(Butir data)

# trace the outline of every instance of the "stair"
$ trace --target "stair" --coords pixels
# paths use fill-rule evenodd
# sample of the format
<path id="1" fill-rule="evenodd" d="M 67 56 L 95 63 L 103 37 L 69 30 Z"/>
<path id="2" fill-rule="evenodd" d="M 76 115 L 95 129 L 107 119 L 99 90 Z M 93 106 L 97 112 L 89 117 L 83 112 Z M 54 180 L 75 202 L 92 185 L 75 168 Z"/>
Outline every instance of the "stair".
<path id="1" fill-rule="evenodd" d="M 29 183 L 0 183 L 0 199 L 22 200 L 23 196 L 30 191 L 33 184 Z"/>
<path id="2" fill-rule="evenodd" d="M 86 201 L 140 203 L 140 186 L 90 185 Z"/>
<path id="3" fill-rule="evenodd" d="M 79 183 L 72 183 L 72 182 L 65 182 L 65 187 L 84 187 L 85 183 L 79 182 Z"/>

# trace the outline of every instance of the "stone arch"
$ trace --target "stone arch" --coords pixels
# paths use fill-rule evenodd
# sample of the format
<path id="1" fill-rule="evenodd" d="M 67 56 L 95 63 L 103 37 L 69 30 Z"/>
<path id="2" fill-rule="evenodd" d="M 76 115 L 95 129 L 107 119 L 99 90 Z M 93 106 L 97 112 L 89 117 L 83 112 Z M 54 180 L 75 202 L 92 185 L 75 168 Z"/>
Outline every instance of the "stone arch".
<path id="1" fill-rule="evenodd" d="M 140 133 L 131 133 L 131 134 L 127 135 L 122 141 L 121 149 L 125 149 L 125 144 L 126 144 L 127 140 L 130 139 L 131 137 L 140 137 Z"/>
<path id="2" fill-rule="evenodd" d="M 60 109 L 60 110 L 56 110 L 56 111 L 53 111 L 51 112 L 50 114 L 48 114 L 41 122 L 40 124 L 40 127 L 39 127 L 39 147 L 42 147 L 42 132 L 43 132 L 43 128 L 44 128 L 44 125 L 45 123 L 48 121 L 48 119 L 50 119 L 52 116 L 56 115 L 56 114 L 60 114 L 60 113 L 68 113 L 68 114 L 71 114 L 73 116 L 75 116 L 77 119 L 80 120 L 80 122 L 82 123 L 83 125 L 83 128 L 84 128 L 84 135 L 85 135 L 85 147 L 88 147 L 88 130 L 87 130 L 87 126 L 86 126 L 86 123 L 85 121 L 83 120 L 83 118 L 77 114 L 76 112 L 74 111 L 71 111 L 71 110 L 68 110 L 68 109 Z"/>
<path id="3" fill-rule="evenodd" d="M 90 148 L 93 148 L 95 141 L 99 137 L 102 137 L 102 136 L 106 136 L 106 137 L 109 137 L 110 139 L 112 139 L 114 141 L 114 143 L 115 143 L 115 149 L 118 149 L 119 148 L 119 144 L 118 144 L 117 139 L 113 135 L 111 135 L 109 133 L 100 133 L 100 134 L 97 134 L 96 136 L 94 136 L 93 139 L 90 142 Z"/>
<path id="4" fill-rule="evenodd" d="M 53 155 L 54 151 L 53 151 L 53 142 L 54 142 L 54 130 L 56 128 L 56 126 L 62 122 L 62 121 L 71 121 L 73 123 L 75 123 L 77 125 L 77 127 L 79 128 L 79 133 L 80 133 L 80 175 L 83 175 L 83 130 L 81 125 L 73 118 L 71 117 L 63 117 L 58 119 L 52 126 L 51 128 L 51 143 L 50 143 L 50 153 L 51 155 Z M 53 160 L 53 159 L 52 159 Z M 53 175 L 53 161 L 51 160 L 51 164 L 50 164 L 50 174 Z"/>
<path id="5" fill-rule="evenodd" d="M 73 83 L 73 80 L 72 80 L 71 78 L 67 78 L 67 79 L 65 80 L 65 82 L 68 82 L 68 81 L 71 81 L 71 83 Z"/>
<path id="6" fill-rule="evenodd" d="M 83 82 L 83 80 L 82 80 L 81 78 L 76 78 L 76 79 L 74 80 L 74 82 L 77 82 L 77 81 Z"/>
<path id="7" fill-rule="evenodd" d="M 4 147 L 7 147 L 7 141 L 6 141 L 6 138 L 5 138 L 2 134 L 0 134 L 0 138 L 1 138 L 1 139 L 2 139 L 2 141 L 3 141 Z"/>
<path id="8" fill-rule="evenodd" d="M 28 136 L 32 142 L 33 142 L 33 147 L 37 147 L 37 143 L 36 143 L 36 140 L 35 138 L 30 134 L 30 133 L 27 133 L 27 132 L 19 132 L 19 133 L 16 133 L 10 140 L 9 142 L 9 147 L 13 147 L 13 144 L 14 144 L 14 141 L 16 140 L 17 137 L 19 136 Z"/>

- [TUGAS ANDA]
Susun bagian materi mulai dari baris pertamanya sampai dengan baris yang memuat "79 183 L 72", termasuk kedua ujungnya, ke dalam daftar bernomor. Lewati baris kosong.

- [JAWABAN TUGAS]
1. # trace the outline of every instance of the "stair"
2. $ trace --target "stair" --coords pixels
3. # paths use fill-rule evenodd
4. # sample of the format
5. <path id="1" fill-rule="evenodd" d="M 67 56 L 95 63 L 103 37 L 69 30 Z"/>
6. <path id="2" fill-rule="evenodd" d="M 76 115 L 95 129 L 107 119 L 99 90 Z M 93 106 L 97 112 L 89 117 L 83 112 Z M 54 180 L 75 202 L 92 185 L 75 168 Z"/>
7. Outline every instance of the "stair".
8. <path id="1" fill-rule="evenodd" d="M 29 183 L 0 183 L 0 199 L 22 200 L 23 196 L 30 191 L 33 184 Z"/>
9. <path id="2" fill-rule="evenodd" d="M 86 201 L 140 203 L 140 186 L 90 185 Z"/>
10. <path id="3" fill-rule="evenodd" d="M 79 183 L 72 183 L 72 182 L 65 182 L 65 187 L 84 187 L 85 183 L 79 182 Z"/>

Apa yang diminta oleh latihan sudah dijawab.